— ABOUT THIS TASK —
Give the stretch of the data from its start through the line that contains "box: [28, 183, 215, 354]" as a Markdown table with the columns Row and Line text, numbering each line and leaving out blank lines. Omit the pictures.
DATA EXTRACTS below:
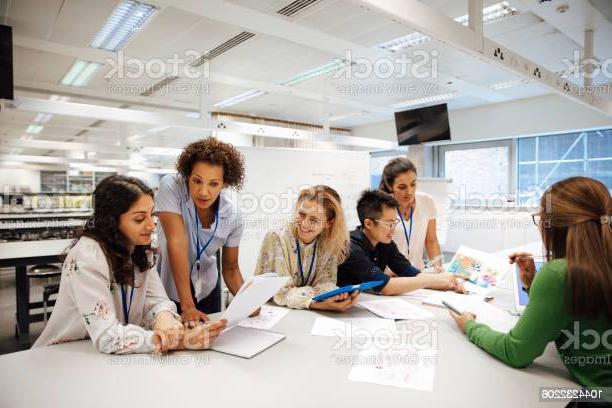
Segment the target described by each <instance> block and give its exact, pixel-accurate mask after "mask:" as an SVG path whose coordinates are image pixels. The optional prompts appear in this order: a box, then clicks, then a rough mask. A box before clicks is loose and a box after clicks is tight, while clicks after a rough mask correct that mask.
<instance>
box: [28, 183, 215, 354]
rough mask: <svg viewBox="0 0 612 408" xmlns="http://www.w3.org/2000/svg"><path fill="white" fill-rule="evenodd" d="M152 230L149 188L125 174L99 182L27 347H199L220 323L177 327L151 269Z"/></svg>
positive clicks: (213, 337) (164, 350)
mask: <svg viewBox="0 0 612 408" xmlns="http://www.w3.org/2000/svg"><path fill="white" fill-rule="evenodd" d="M154 229H155V224H154V222H153V191H152V190H151V189H150V188H148V187H147V186H146V185H145V184H144V183H142V182H141V181H140V180H138V179H136V178H132V177H125V176H111V177H108V178H106V179H104V180H103V181H102V182H100V184H99V185H98V186H97V187H96V189H95V191H94V213H93V216H92V218H91V220H89V221H88V222H87V225H86V227H85V229H84V231H83V232H82V234H81V235H80V237H79V238H78V239H77V240H76V241H75V243H74V244H73V246H72V248H70V249H69V251H68V253H67V255H66V258H65V260H64V264H63V268H62V277H61V282H60V290H59V294H58V297H57V301H56V304H55V307H54V311H53V314H52V315H51V319H50V320H49V322H48V324H47V326H46V327H45V329H44V331H43V333H42V334H41V336H40V337H39V338H38V340H37V341H36V343H35V344H34V347H39V346H46V345H51V344H56V343H62V342H66V341H71V340H80V339H85V338H87V337H89V338H91V341H92V343H93V344H94V347H95V348H96V349H97V350H98V351H100V352H103V353H116V354H129V353H147V352H153V351H157V352H163V351H168V350H172V349H182V348H190V349H195V348H207V347H208V344H209V343H210V341H211V340H212V339H213V338H214V337H216V335H217V334H218V331H219V330H220V329H221V328H222V327H223V326H224V323H223V322H219V323H215V324H213V325H210V326H200V327H199V328H198V329H197V330H198V331H197V332H189V333H187V334H186V333H185V332H184V331H183V325H182V324H181V320H180V316H178V315H177V314H176V307H175V305H174V303H173V302H172V301H171V300H169V299H168V297H167V296H166V292H165V290H164V287H163V285H162V283H161V280H160V278H159V275H158V274H157V271H156V270H155V269H154V257H153V251H152V250H151V235H152V233H153V230H154ZM188 339H189V341H188Z"/></svg>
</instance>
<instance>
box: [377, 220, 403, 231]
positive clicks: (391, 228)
mask: <svg viewBox="0 0 612 408" xmlns="http://www.w3.org/2000/svg"><path fill="white" fill-rule="evenodd" d="M373 221H374V222H377V223H379V224H382V225H386V226H387V228H389V229H395V227H397V224H399V223H400V221H399V220H395V221H391V222H388V221H381V220H373Z"/></svg>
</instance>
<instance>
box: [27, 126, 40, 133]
mask: <svg viewBox="0 0 612 408" xmlns="http://www.w3.org/2000/svg"><path fill="white" fill-rule="evenodd" d="M43 129H44V126H41V125H30V126H28V127H27V129H26V133H29V134H31V135H37V134H39V133H40V132H42V130H43Z"/></svg>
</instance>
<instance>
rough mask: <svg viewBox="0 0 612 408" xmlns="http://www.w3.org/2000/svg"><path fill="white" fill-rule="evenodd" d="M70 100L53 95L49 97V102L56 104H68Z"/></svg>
mask: <svg viewBox="0 0 612 408" xmlns="http://www.w3.org/2000/svg"><path fill="white" fill-rule="evenodd" d="M69 99H70V98H69V97H67V96H59V95H51V96H50V97H49V100H51V101H56V102H68V100H69Z"/></svg>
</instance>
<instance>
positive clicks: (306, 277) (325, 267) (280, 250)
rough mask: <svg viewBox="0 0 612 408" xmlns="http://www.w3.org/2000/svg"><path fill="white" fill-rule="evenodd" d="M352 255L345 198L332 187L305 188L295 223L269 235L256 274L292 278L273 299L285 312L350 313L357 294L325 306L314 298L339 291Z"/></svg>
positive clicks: (258, 263)
mask: <svg viewBox="0 0 612 408" xmlns="http://www.w3.org/2000/svg"><path fill="white" fill-rule="evenodd" d="M348 251H349V236H348V230H347V228H346V223H345V221H344V213H343V211H342V206H341V200H340V196H339V195H338V193H337V192H336V190H334V189H333V188H331V187H328V186H323V185H319V186H315V187H311V188H306V189H304V190H302V191H301V192H300V195H299V197H298V200H297V205H296V210H295V219H294V220H293V221H292V222H291V223H290V224H289V225H288V226H287V227H286V228H284V229H281V230H276V231H269V232H268V233H267V234H266V236H265V238H264V240H263V243H262V245H261V250H260V252H259V259H258V260H257V266H256V268H255V274H257V275H259V274H263V273H268V272H276V273H278V274H279V275H280V276H289V277H290V278H291V280H290V281H289V282H288V283H287V285H286V286H285V287H284V288H283V289H281V290H280V291H279V292H278V293H277V294H276V296H274V302H275V303H276V304H278V305H280V306H287V307H290V308H293V309H317V310H333V311H345V310H348V309H349V308H350V307H351V306H353V304H354V303H355V301H356V299H357V296H358V293H357V292H353V293H352V294H346V293H345V294H342V295H338V296H335V297H332V298H329V299H326V300H324V301H321V302H315V301H313V300H312V297H313V296H316V295H318V294H321V293H324V292H327V291H329V290H332V289H335V288H336V287H337V286H336V277H337V271H338V264H339V263H342V262H343V261H344V260H345V259H346V257H347V256H348Z"/></svg>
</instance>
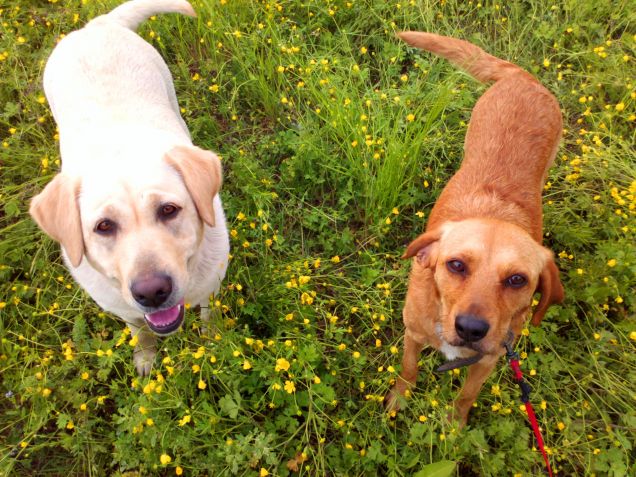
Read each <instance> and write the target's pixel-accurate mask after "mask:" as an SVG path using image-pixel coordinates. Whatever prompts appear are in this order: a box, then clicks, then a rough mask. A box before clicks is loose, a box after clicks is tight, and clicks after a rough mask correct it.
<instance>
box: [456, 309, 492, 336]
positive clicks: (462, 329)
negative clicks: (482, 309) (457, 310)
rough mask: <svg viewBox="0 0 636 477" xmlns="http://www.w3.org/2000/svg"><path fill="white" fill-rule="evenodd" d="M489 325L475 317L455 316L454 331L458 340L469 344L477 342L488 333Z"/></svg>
mask: <svg viewBox="0 0 636 477" xmlns="http://www.w3.org/2000/svg"><path fill="white" fill-rule="evenodd" d="M489 329H490V325H489V324H488V322H487V321H484V320H482V319H481V318H479V317H478V316H475V315H457V318H455V330H456V331H457V334H458V335H459V337H460V338H462V339H463V340H466V341H468V342H469V343H472V342H475V341H479V340H480V339H482V338H483V337H484V336H486V334H487V333H488V330H489Z"/></svg>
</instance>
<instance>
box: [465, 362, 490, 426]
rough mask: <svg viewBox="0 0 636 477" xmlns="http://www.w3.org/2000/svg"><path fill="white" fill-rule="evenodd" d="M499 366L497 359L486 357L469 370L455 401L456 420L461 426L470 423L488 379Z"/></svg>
mask: <svg viewBox="0 0 636 477" xmlns="http://www.w3.org/2000/svg"><path fill="white" fill-rule="evenodd" d="M495 364H497V357H491V356H484V358H482V360H481V361H479V362H478V363H475V364H473V365H472V366H470V367H469V368H468V376H466V381H465V382H464V387H463V388H462V390H461V392H460V393H459V396H458V397H457V399H456V400H455V416H454V417H455V418H456V419H458V420H459V422H460V424H461V426H462V427H463V426H465V425H466V422H467V421H468V413H469V412H470V408H471V407H472V405H473V403H474V402H475V399H477V395H478V394H479V391H480V390H481V387H482V386H483V384H484V382H485V381H486V379H488V376H490V373H491V372H492V370H493V369H494V368H495Z"/></svg>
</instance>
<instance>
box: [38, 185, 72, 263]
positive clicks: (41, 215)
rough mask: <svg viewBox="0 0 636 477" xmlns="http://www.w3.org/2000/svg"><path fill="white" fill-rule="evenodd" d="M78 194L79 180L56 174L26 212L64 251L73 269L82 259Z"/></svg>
mask: <svg viewBox="0 0 636 477" xmlns="http://www.w3.org/2000/svg"><path fill="white" fill-rule="evenodd" d="M79 190H80V183H79V180H77V179H73V178H70V177H68V176H67V175H65V174H58V175H56V176H55V177H54V178H53V180H52V181H51V182H49V183H48V184H47V186H46V187H45V188H44V190H43V191H42V192H40V193H39V194H38V195H36V196H35V197H34V198H33V199H32V200H31V206H30V208H29V213H30V214H31V217H33V220H35V222H36V223H37V224H38V225H39V226H40V228H41V229H42V230H44V232H46V233H47V234H48V235H49V236H50V237H51V238H52V239H54V240H56V241H58V242H59V243H60V244H61V245H62V247H64V250H65V251H66V254H67V255H68V258H69V260H70V262H71V265H73V267H77V266H79V264H80V263H81V261H82V256H83V255H84V238H83V237H82V222H81V219H80V211H79V204H78V196H79Z"/></svg>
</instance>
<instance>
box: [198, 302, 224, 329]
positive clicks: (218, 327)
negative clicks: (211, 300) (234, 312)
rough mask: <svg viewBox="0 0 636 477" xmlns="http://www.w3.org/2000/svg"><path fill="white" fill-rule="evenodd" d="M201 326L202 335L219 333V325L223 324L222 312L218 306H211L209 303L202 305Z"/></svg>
mask: <svg viewBox="0 0 636 477" xmlns="http://www.w3.org/2000/svg"><path fill="white" fill-rule="evenodd" d="M200 306H201V321H202V322H203V325H202V326H201V334H202V335H210V334H215V333H217V332H218V331H219V327H218V325H219V323H220V322H221V310H220V309H219V308H218V307H216V306H210V305H209V304H208V303H207V302H206V303H202V304H201V305H200Z"/></svg>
End of DATA EXTRACTS.
— OUTPUT OF THE TASK —
| Row | Line text |
|---|---|
| 1 | Segment the target described by each <instance> block and give its exact, pixel-accurate mask after "mask:" as an SVG path whose coordinates are image pixels. The optional prompts appear in this order: a box, then clicks, then a rough mask. A box before clicks is loose and a box after clicks is tight, while clicks after a rough mask correct that mask. |
| 2 | <instance> |
| 3 | box: [28, 183, 215, 354] |